--- Records supplied ---
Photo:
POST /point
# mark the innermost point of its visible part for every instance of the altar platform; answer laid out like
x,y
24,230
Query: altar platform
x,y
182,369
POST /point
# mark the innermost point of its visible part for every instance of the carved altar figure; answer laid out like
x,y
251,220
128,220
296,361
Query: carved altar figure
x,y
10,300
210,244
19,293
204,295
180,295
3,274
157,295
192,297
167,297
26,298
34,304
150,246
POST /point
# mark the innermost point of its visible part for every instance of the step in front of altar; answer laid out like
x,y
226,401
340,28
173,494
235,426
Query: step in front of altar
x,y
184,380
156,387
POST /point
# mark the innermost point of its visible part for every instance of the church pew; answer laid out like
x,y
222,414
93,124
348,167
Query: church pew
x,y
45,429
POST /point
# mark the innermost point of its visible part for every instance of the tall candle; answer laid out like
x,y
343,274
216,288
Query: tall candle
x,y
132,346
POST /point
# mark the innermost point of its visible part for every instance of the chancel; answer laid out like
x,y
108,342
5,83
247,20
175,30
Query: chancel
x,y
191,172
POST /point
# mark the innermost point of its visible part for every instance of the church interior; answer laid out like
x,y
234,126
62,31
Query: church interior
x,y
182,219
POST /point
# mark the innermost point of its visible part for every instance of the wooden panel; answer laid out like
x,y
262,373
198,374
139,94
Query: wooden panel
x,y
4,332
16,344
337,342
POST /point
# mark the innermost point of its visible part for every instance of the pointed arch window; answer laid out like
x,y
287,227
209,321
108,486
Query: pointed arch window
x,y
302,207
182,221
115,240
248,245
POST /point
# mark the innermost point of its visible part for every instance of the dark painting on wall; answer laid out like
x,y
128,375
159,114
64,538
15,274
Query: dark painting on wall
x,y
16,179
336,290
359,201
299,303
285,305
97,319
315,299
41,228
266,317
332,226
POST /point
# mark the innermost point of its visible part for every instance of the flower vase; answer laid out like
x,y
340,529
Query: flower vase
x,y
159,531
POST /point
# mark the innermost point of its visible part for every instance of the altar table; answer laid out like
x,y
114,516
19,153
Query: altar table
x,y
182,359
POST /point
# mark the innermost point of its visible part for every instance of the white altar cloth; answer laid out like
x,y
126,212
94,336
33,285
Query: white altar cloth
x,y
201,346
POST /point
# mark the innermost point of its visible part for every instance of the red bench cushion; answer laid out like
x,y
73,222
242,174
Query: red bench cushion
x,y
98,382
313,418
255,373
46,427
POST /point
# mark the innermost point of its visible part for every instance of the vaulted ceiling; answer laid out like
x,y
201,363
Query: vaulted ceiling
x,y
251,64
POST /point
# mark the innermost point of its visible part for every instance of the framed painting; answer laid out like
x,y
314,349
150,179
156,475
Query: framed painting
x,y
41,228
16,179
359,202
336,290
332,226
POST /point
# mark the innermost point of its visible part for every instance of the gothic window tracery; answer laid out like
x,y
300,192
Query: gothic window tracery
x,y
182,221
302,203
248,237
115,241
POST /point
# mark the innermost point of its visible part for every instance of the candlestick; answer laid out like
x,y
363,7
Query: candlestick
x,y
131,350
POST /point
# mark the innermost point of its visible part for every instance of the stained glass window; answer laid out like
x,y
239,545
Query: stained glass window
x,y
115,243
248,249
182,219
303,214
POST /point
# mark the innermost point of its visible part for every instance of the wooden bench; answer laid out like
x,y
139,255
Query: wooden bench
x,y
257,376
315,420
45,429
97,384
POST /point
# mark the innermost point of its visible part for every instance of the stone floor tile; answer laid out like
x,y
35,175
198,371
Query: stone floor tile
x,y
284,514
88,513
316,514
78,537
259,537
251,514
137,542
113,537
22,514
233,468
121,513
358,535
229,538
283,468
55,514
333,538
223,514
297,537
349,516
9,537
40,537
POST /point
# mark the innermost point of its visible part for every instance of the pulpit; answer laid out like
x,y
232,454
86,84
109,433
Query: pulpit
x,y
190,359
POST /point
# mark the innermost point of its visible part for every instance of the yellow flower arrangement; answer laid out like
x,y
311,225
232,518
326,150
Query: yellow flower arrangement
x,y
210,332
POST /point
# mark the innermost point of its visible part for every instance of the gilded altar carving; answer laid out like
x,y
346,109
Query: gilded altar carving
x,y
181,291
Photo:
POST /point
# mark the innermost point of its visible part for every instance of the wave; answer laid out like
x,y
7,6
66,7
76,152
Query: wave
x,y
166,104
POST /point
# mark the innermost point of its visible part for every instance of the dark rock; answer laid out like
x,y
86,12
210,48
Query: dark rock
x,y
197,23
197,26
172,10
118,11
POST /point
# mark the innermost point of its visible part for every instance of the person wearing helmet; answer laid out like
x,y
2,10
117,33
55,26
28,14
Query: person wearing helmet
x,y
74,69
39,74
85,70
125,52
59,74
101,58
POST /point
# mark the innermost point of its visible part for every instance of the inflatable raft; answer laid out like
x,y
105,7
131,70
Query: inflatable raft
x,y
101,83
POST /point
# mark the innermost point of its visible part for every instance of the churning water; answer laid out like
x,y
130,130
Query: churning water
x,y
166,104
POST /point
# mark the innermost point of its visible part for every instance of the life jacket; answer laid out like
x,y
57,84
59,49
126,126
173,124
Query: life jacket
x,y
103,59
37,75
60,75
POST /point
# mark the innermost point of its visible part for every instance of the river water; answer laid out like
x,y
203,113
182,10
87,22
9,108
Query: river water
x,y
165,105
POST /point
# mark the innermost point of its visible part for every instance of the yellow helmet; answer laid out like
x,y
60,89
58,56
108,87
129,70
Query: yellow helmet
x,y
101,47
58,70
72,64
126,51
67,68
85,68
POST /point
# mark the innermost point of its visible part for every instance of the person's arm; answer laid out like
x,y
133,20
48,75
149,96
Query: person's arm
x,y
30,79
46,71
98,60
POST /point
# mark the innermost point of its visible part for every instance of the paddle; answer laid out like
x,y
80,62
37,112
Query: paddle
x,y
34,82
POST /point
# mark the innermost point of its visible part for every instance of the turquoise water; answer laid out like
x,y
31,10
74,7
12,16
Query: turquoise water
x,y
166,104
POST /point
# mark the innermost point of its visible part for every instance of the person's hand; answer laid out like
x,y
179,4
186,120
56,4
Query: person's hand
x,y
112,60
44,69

--- Exercise details ---
Repeat the data in full, matching each line exactly.

--- Solution to the exercise ---
Photo:
POST /point
# mark the innermost point of its visible part for every instance of the altar platform; answer laid out like
x,y
24,230
Query: altar platform
x,y
182,369
POST /point
# mark the innermost point of its visible part for every instance of the carved altar figure; answer laid out like
x,y
251,220
128,220
296,361
Query: carved altar figure
x,y
10,300
210,244
19,293
204,295
180,295
3,274
157,295
192,297
167,297
26,298
34,304
150,246
POST /point
# mark the innermost point of its visible part for every instance of the step in front of altar; answer laid out like
x,y
226,401
340,28
173,494
235,426
Query: step in front of altar
x,y
184,380
156,387
POST /point
# mark the innermost point of its visible part for every instance of the church pew; answer laid out like
x,y
222,414
93,124
348,167
Query: church pew
x,y
45,429
POST /point
# mark the innermost point of its visible part for every instance of the tall candle; answer laid out like
x,y
343,274
216,288
Query: tall candle
x,y
132,346
POST /point
# mark the innermost point of its visible part for every instance of the chancel; answer laid out like
x,y
108,342
5,83
247,20
175,30
Query: chancel
x,y
191,172
POST /point
# mark the innermost point of its visible part for every instance of the church interior; answer laid out like
x,y
234,126
62,31
Query: church interior
x,y
182,219
POST /point
# mark the innermost point of its visible part for every instance of the wooden panel; answer laid out like
x,y
262,373
198,374
139,94
Query: wooden panel
x,y
4,332
16,344
337,342
POST /point
# mark the innermost point of its visible part for every instance of the pointed arch window; answer laid out like
x,y
287,227
209,321
108,486
Query: pointed arch window
x,y
302,207
182,221
115,240
248,245
POST /point
# mark the innermost point of its visible part for every instance of the dark painting on wall; answer laid out like
x,y
128,375
159,114
64,538
15,274
Query: dark painting on wall
x,y
16,179
336,290
359,201
299,303
285,305
97,319
315,299
41,228
266,317
332,226
POST /point
# mark the innermost point of its visible part for every instance of the flower vase; answer laid out like
x,y
340,529
Query: flower vase
x,y
159,531
POST /point
# mark the innermost point of its visible part for every instance of the altar table; answer laid out like
x,y
114,516
19,153
Query: altar table
x,y
182,359
POST /point
# mark the innermost point of its visible part for every instance of the white altar cloth; answer laid out like
x,y
126,212
94,336
33,285
Query: white altar cloth
x,y
201,346
POST /point
# mark the innermost point of its visible part for every instance of the red bench cushion; answer laid out like
x,y
73,222
242,174
Query: red bench cushion
x,y
98,382
313,418
255,373
46,427
POST /point
# mark the innermost point of its visible part for every instance of the vaulted ceiling; answer laid out like
x,y
201,363
Query: vaulted ceiling
x,y
251,64
POST /point
# mark the innermost point of its visible part for every instance of the framed painting; answer laid out like
x,y
314,349
150,179
156,475
Query: framed painting
x,y
41,228
16,179
359,202
336,290
332,226
POST /point
# mark the innermost point of its visible part for every instance of the gothic window tracery; answer laid out like
x,y
300,192
Query: gothic window tracery
x,y
182,221
302,203
248,237
115,241
POST /point
# mark the innermost point of its visible part for every instance of the candlestick; answer laid out like
x,y
363,7
Query: candlestick
x,y
131,350
POST /point
# mark the innermost point of its visible part for every instance of the stained glass window; answer laid out like
x,y
239,545
Query: stained glass window
x,y
115,243
248,249
182,219
303,214
POST /point
# mark the innermost point of its visible part for every instance of the wooden bench; answer laid out like
x,y
139,255
Query: wooden bench
x,y
257,376
315,420
45,429
97,384
POST /point
# mark the innermost point of its visible part for every instance of the stone floor tile; answer laid out like
x,y
35,175
198,371
Query: stone floor tile
x,y
284,514
88,513
316,514
78,537
259,537
251,514
137,542
113,537
22,514
233,468
121,513
358,535
229,538
283,468
55,514
333,538
223,514
297,537
349,516
9,537
40,537
POST /point
# mark the innermost point of its visible part for every instance of the pulpit; answer laid out like
x,y
232,454
86,84
109,433
Query: pulpit
x,y
190,359
POST /point
# mark the innermost point of its visible part for every instance of the yellow flower arrangement; answer laid out like
x,y
311,225
232,518
326,150
Query: yellow flower arrangement
x,y
210,332
POST /point
# mark the innermost point of its visible part for every instance of the gilded altar carving; answer laid out like
x,y
346,109
Query: gilded altar carving
x,y
181,291
Photo:
POST /point
# mark the innermost point of its visible part for every instance of the wave; answer laid out like
x,y
7,6
66,7
76,152
Query: wave
x,y
166,104
POST /point
# mark the innermost point of its visible part for every instance of the dark rock; answer laid out like
x,y
86,12
210,48
Query: dark rock
x,y
197,23
197,26
172,10
118,11
POST /point
# mark the innermost point of its visible part for every instance of the person wearing helmet; answer laid out like
x,y
2,10
117,33
55,26
28,14
Query: person wearing helmet
x,y
74,69
39,74
85,70
125,52
59,74
101,58
POST /point
# mark the innermost point of its visible part for every instance of the inflatable raft; answer laid out like
x,y
105,7
131,70
Query: inflatable raft
x,y
101,83
POST /point
# mark the innermost point of its visible part for every instance of the churning water; answer laid out like
x,y
130,130
Query: churning water
x,y
166,104
POST /point
# mark the innermost point of its visible part for every instance of the life jacket; answer laid out like
x,y
57,84
59,49
126,126
173,124
Query: life jacket
x,y
103,59
37,75
60,75
POST /point
# mark the innermost point of its visible part for every instance of the river water; answer laid out like
x,y
203,113
182,10
87,22
9,108
Query: river water
x,y
165,105
POST /point
# mark the innermost point of its visible part for every instance of the yellow helmet; answer laid out like
x,y
60,89
58,56
108,87
129,70
Query: yellow helmet
x,y
101,47
58,70
72,64
126,51
67,68
85,68
POST /point
# mark the innermost point of its visible part for every instance of the person's arm; answer laid out like
x,y
133,20
48,75
149,96
Query: person's arm
x,y
30,79
46,71
98,60
POST /point
# mark the innermost point of its visible part for every instance of the paddle; answer laid out like
x,y
80,62
37,112
Query: paddle
x,y
34,82
POST /point
# mark the innermost point of its visible part for every instance of the turquoise water; answer laid out like
x,y
31,10
74,7
12,16
Query: turquoise water
x,y
166,104
POST /point
# mark the innermost point of its visible part for every instance of the person's hand; answer laid out like
x,y
179,4
186,120
56,4
Query: person's hand
x,y
112,60
44,69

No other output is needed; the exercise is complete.